◆ **Exercise objective**
Format every line of the rows below as a Markdown table with two columns, Line No. and Text. Number each line, and leave out blank lines and the pictures.

== == ==

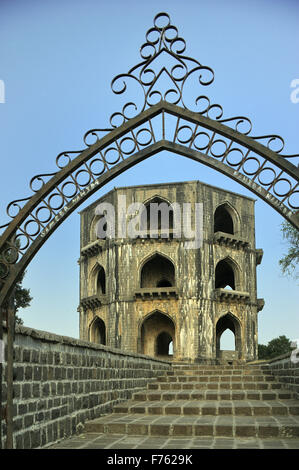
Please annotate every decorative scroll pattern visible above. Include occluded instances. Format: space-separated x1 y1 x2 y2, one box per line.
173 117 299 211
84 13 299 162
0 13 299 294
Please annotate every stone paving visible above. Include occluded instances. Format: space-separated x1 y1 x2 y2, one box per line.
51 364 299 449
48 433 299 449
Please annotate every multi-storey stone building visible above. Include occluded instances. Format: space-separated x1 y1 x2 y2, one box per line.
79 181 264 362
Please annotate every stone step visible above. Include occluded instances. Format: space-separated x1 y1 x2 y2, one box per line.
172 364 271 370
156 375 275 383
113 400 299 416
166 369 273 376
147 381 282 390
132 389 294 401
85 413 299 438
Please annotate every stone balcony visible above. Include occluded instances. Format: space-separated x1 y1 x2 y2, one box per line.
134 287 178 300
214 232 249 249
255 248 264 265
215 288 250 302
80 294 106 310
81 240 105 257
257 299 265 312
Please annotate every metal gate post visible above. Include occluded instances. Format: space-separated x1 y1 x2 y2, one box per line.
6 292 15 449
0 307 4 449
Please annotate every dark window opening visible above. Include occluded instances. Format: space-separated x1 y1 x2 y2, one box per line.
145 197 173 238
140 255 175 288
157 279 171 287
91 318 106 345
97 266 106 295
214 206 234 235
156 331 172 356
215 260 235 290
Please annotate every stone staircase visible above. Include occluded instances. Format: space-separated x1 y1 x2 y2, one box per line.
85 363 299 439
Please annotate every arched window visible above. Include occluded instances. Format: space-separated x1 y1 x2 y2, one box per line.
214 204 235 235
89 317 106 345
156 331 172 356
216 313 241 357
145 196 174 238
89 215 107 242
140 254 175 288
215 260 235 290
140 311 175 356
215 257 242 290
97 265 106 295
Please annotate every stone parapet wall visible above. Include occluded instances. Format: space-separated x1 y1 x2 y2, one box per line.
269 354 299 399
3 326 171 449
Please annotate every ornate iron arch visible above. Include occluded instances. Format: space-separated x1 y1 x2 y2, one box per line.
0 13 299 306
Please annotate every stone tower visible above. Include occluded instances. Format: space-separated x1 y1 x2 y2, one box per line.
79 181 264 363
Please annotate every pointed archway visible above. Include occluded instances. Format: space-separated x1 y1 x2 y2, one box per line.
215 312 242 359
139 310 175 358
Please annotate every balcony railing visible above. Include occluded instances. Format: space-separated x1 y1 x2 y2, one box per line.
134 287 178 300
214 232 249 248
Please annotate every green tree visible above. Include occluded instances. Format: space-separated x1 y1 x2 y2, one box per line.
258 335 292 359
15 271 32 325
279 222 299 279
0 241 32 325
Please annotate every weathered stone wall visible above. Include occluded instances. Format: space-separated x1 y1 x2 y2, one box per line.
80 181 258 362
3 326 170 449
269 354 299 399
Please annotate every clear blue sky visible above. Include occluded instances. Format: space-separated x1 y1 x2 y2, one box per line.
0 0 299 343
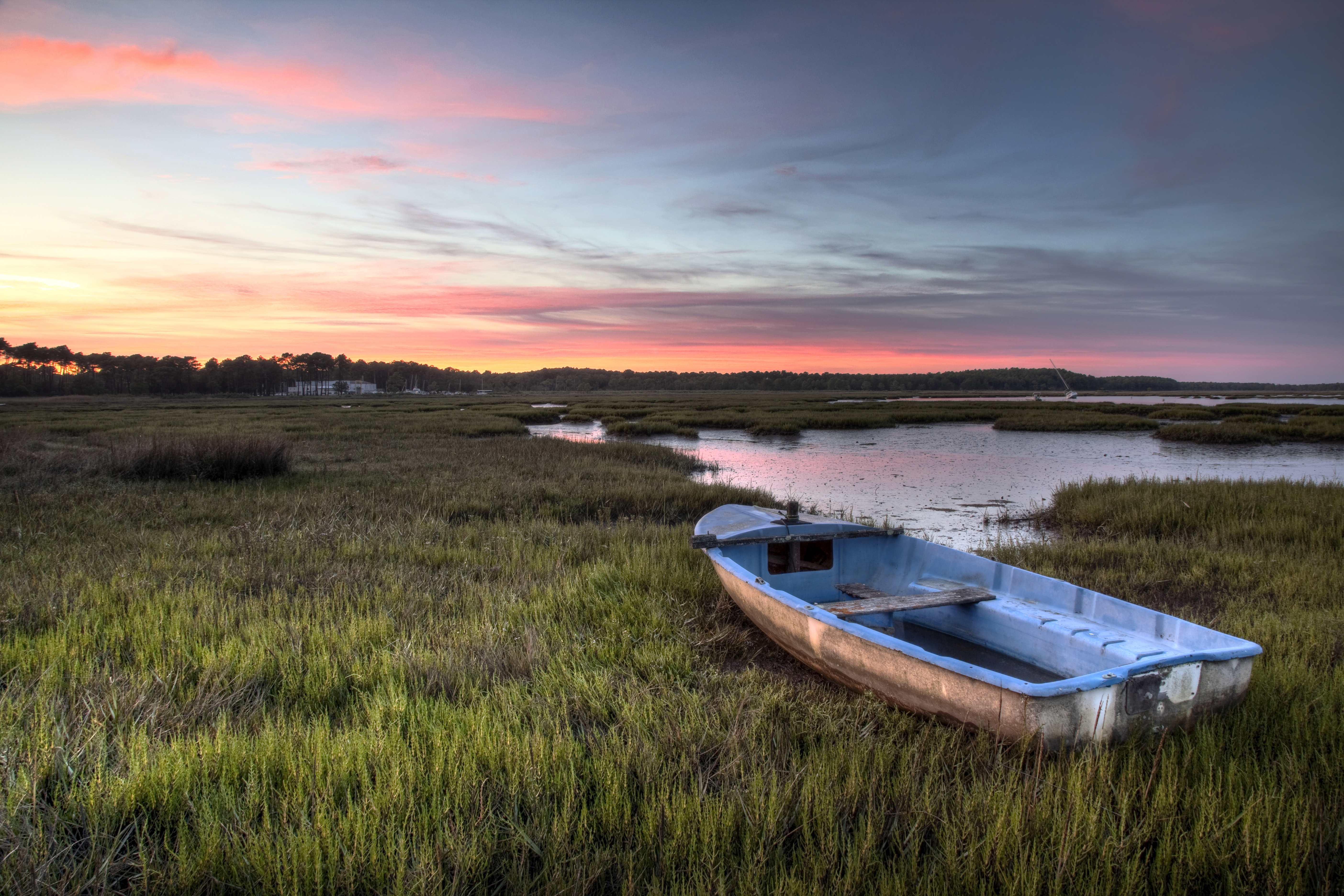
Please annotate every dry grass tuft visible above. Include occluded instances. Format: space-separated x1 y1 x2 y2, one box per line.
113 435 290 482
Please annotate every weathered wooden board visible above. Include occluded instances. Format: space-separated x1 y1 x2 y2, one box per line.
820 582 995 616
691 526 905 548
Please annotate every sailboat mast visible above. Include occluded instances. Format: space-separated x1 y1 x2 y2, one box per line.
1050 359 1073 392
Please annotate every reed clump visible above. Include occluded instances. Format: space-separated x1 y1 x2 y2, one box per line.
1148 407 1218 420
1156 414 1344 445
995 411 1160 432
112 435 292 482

== == ==

◆ **The solution**
| Line No. | Text |
|---|---|
| 1 | Please annotate every decorative scroll pattern visible above. Include occluded instances. Format: space-separated x1 y1 x2 y2, one box per line. |
| 2 | 173 117 299 211 |
| 3 | 84 13 299 162 |
| 4 | 0 13 299 294 |
| 5 | Please annotate every stone paving visible above. Include occluded instances. Format: space-separated x1 y1 x2 y2, one box per line. |
| 6 | 51 364 299 449 |
| 7 | 48 433 299 449 |
| 8 | Please annotate every multi-storey stone building visible above. Include occluded instances. Format: space-separated x1 y1 x2 y2, one box per line. |
| 9 | 79 181 264 362 |
| 10 | Please annotate every stone step visible above. Include occluded instances. Format: space-separated x1 y1 x2 y2, one box per line. |
| 11 | 172 364 271 370 |
| 12 | 156 375 275 383 |
| 13 | 113 400 299 416 |
| 14 | 166 369 273 376 |
| 15 | 147 381 282 390 |
| 16 | 132 389 294 401 |
| 17 | 85 413 299 438 |
| 18 | Please annotate every stone balcony visible above. Include occluded instances. Format: space-separated x1 y1 x2 y2, one box per line. |
| 19 | 134 287 178 300 |
| 20 | 214 232 249 249 |
| 21 | 255 248 264 265 |
| 22 | 215 288 250 302 |
| 23 | 80 294 106 310 |
| 24 | 81 240 105 257 |
| 25 | 257 299 265 312 |
| 26 | Please annotate every metal gate post visible above. Include occluded instances. Format: space-separated x1 y1 x2 y2, one box per line. |
| 27 | 6 292 15 449 |
| 28 | 0 307 4 449 |
| 29 | Please annotate every dark window opening visible above. Include occluded instances. Format: space-separated x1 y1 x2 y2, one box per line. |
| 30 | 145 197 173 238 |
| 31 | 140 255 175 288 |
| 32 | 157 279 171 287 |
| 33 | 91 318 106 345 |
| 34 | 97 266 106 295 |
| 35 | 214 206 234 235 |
| 36 | 156 331 172 356 |
| 37 | 215 260 235 290 |
| 38 | Please annotate every stone staircase visible above. Include occluded instances. Format: space-separated x1 y1 x2 y2, one box per line. |
| 39 | 85 363 299 439 |
| 40 | Please annotate every arched window visible above. Include occluded instances. Format: space-separated x1 y1 x2 y2, one box per line. |
| 41 | 214 204 235 235 |
| 42 | 89 317 106 345 |
| 43 | 156 331 172 356 |
| 44 | 216 313 241 357 |
| 45 | 145 196 174 238 |
| 46 | 89 215 107 242 |
| 47 | 140 254 175 288 |
| 48 | 215 260 235 290 |
| 49 | 140 311 175 356 |
| 50 | 215 257 242 290 |
| 51 | 97 265 106 295 |
| 52 | Please annotate every stone parapet wall visible above. Include occluded instances. Format: space-separated x1 y1 x2 y2, one box per line. |
| 53 | 269 354 299 399 |
| 54 | 3 326 171 449 |
| 55 | Please annotate every ornate iron arch visible above. Include occluded instances. Format: space-separated x1 y1 x2 y2, one box per line. |
| 56 | 0 13 299 306 |
| 57 | Please annotate every stone tower visible above. Include occluded instances. Format: space-separated x1 y1 x2 y2, one box per line. |
| 58 | 79 181 264 363 |
| 59 | Please annotate every pointed archway visible above. Include occluded instances. Format: space-separated x1 y1 x2 y2, one box per line. |
| 60 | 215 312 242 359 |
| 61 | 139 310 175 358 |
| 62 | Please annotate every balcony railing visible above. Include occluded instances. Format: space-separated x1 y1 x2 y2, one box per line. |
| 63 | 134 287 178 300 |
| 64 | 214 232 249 248 |
| 65 | Please annotate every green tree visible above. Include occluded instances. Format: space-separated x1 y1 x2 y2, one box per line. |
| 66 | 258 335 292 359 |
| 67 | 15 271 32 325 |
| 68 | 279 222 299 279 |
| 69 | 0 241 32 325 |
| 70 | Please annotate every weathered stone wall visible above. Include occluded instances. Format: space-separated x1 y1 x2 y2, one box per line. |
| 71 | 80 181 258 362 |
| 72 | 3 326 170 449 |
| 73 | 269 354 299 399 |
| 74 | Please annotate every clear blue sky visible above. Include occluded instances. Format: space-separated x1 y1 x2 y2, one box per line. |
| 75 | 0 0 299 343 |
| 76 | Please annotate every dry grass tuft visible above. Include occluded instances. Format: space-separated x1 y1 x2 y2, one box per line. |
| 77 | 113 435 290 482 |
| 78 | Please annotate every weathered wooden board visible above. Include occluded instances. Format: space-separated x1 y1 x2 y2, one box per line. |
| 79 | 820 582 995 616 |
| 80 | 691 526 905 548 |
| 81 | Please annotate every sailboat mast visible above. Include occluded instances. Format: space-separated x1 y1 x2 y2, one box per line. |
| 82 | 1050 359 1073 392 |
| 83 | Please annotate every reed clump visible above. Include occluded instances. Format: space-separated x1 y1 x2 y2, one box per line. |
| 84 | 1148 407 1218 420 |
| 85 | 1156 414 1344 445 |
| 86 | 995 411 1160 432 |
| 87 | 112 435 292 482 |